WHAT THE EXERCISE ASKS -
Copy the data below word for word, starting at the line containing "find stone facade" and continuing through the last line of the data.

Labels for object points -
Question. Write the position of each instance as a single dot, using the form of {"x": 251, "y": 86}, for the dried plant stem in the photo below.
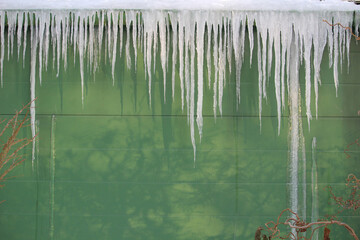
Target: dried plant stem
{"x": 9, "y": 155}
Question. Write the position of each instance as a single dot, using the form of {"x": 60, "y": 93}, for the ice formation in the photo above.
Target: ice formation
{"x": 285, "y": 39}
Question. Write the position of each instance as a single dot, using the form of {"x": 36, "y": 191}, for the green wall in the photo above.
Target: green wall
{"x": 117, "y": 168}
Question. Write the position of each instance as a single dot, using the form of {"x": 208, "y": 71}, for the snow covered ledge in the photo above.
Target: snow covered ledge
{"x": 279, "y": 24}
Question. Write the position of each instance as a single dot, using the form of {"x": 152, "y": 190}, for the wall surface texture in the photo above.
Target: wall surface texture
{"x": 117, "y": 168}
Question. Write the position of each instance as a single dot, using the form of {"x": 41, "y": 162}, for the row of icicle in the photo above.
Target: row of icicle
{"x": 189, "y": 33}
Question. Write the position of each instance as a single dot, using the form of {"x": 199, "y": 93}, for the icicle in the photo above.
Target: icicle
{"x": 294, "y": 120}
{"x": 2, "y": 37}
{"x": 221, "y": 63}
{"x": 181, "y": 58}
{"x": 314, "y": 188}
{"x": 307, "y": 38}
{"x": 135, "y": 36}
{"x": 229, "y": 43}
{"x": 81, "y": 39}
{"x": 115, "y": 26}
{"x": 190, "y": 39}
{"x": 149, "y": 35}
{"x": 12, "y": 20}
{"x": 174, "y": 22}
{"x": 208, "y": 53}
{"x": 34, "y": 43}
{"x": 216, "y": 26}
{"x": 236, "y": 24}
{"x": 52, "y": 177}
{"x": 42, "y": 21}
{"x": 19, "y": 31}
{"x": 200, "y": 21}
{"x": 277, "y": 78}
{"x": 260, "y": 79}
{"x": 25, "y": 36}
{"x": 129, "y": 15}
{"x": 163, "y": 54}
{"x": 250, "y": 25}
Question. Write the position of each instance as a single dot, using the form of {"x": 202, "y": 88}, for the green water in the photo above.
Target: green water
{"x": 118, "y": 168}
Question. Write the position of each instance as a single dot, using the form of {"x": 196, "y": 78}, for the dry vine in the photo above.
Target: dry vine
{"x": 10, "y": 156}
{"x": 300, "y": 226}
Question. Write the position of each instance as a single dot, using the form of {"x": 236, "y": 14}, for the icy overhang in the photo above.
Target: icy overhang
{"x": 244, "y": 5}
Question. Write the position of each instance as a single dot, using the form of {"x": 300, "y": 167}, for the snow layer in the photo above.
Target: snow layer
{"x": 285, "y": 39}
{"x": 245, "y": 5}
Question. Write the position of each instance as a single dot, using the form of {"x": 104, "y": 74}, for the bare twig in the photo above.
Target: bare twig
{"x": 12, "y": 145}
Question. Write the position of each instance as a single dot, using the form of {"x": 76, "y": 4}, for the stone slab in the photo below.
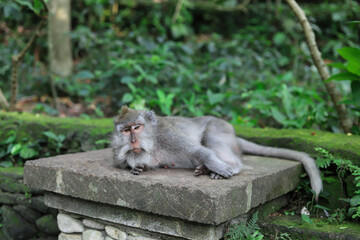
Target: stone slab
{"x": 167, "y": 226}
{"x": 169, "y": 192}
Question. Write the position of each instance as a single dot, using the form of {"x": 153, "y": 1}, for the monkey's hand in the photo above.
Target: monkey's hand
{"x": 201, "y": 170}
{"x": 136, "y": 170}
{"x": 215, "y": 176}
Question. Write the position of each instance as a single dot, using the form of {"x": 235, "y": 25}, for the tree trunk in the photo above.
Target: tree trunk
{"x": 334, "y": 93}
{"x": 59, "y": 28}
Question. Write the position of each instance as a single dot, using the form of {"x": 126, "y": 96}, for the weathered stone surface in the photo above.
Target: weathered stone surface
{"x": 68, "y": 224}
{"x": 48, "y": 224}
{"x": 115, "y": 233}
{"x": 141, "y": 238}
{"x": 66, "y": 236}
{"x": 15, "y": 187}
{"x": 93, "y": 224}
{"x": 136, "y": 219}
{"x": 93, "y": 235}
{"x": 37, "y": 203}
{"x": 174, "y": 192}
{"x": 15, "y": 227}
{"x": 11, "y": 199}
{"x": 108, "y": 238}
{"x": 28, "y": 213}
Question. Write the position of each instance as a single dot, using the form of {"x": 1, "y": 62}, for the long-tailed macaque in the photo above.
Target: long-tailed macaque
{"x": 142, "y": 140}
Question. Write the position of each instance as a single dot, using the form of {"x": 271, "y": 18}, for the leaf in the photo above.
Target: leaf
{"x": 38, "y": 5}
{"x": 344, "y": 76}
{"x": 351, "y": 54}
{"x": 322, "y": 207}
{"x": 214, "y": 98}
{"x": 127, "y": 97}
{"x": 27, "y": 152}
{"x": 355, "y": 201}
{"x": 16, "y": 149}
{"x": 279, "y": 38}
{"x": 51, "y": 135}
{"x": 9, "y": 140}
{"x": 102, "y": 141}
{"x": 128, "y": 79}
{"x": 84, "y": 74}
{"x": 6, "y": 164}
{"x": 306, "y": 219}
{"x": 279, "y": 117}
{"x": 27, "y": 4}
{"x": 355, "y": 89}
{"x": 353, "y": 68}
{"x": 337, "y": 65}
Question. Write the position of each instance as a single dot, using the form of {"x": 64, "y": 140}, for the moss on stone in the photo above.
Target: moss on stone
{"x": 80, "y": 133}
{"x": 13, "y": 170}
{"x": 319, "y": 230}
{"x": 306, "y": 140}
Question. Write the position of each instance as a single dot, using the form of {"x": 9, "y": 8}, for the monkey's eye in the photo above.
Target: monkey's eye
{"x": 126, "y": 130}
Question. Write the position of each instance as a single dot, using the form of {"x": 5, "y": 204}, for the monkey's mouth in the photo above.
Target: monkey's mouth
{"x": 136, "y": 150}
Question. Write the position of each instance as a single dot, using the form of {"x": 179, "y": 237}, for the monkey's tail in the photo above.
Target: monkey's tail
{"x": 308, "y": 162}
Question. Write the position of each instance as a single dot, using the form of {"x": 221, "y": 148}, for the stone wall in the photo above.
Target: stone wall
{"x": 23, "y": 212}
{"x": 76, "y": 227}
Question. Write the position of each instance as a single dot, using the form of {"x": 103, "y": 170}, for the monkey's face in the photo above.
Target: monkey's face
{"x": 134, "y": 132}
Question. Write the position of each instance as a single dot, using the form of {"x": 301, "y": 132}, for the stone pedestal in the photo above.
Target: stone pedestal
{"x": 162, "y": 203}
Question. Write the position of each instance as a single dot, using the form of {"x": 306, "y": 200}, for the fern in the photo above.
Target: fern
{"x": 246, "y": 231}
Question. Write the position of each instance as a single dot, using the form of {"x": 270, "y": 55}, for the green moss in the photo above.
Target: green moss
{"x": 82, "y": 133}
{"x": 294, "y": 228}
{"x": 13, "y": 170}
{"x": 341, "y": 145}
{"x": 319, "y": 225}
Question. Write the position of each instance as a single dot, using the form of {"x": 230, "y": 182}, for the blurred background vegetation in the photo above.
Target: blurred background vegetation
{"x": 250, "y": 67}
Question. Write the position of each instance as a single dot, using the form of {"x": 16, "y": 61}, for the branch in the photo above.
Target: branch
{"x": 3, "y": 101}
{"x": 334, "y": 93}
{"x": 198, "y": 3}
{"x": 207, "y": 4}
{"x": 16, "y": 60}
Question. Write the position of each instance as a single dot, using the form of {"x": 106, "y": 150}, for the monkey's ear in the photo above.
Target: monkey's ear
{"x": 150, "y": 116}
{"x": 124, "y": 109}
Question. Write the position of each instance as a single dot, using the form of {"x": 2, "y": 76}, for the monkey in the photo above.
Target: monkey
{"x": 142, "y": 140}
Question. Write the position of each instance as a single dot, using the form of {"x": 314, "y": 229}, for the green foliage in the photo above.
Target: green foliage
{"x": 178, "y": 58}
{"x": 343, "y": 167}
{"x": 248, "y": 231}
{"x": 14, "y": 151}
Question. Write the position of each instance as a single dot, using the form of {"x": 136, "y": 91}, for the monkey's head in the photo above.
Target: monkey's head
{"x": 133, "y": 138}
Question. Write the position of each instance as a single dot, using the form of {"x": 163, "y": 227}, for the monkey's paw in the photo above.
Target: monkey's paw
{"x": 215, "y": 176}
{"x": 201, "y": 170}
{"x": 136, "y": 170}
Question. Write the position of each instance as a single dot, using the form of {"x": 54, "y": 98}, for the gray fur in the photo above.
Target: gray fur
{"x": 178, "y": 142}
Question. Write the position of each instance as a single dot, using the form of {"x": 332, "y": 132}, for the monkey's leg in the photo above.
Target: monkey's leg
{"x": 208, "y": 158}
{"x": 220, "y": 138}
{"x": 203, "y": 170}
{"x": 136, "y": 170}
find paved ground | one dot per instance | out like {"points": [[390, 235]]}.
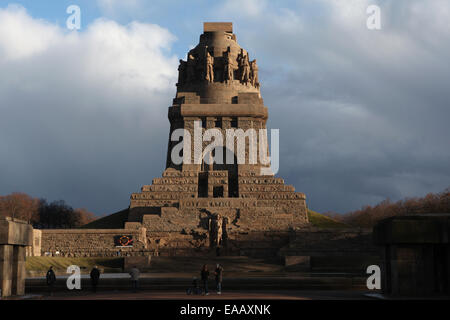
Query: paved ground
{"points": [[233, 295]]}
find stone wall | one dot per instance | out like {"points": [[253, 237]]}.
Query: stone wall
{"points": [[91, 242]]}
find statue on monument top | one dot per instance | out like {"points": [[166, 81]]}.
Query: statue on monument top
{"points": [[244, 67], [254, 73], [191, 68], [209, 72], [228, 74], [182, 72]]}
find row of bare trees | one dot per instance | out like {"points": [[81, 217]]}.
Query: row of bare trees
{"points": [[368, 216], [41, 214]]}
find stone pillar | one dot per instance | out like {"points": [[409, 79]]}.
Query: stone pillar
{"points": [[15, 236]]}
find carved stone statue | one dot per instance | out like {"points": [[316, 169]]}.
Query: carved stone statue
{"points": [[254, 73], [209, 76], [215, 230], [191, 68], [228, 74], [182, 72], [244, 67]]}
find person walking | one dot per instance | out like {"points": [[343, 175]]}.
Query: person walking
{"points": [[95, 276], [134, 273], [205, 276], [218, 273], [51, 279]]}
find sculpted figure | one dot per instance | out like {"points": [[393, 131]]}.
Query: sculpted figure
{"points": [[229, 69], [190, 68], [244, 67], [254, 73], [209, 67], [182, 72], [215, 230]]}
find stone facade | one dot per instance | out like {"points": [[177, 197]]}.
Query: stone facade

WRITTEN ANSWER -
find stone facade | one dot per instance | out like {"points": [[177, 197]]}.
Query: stone facade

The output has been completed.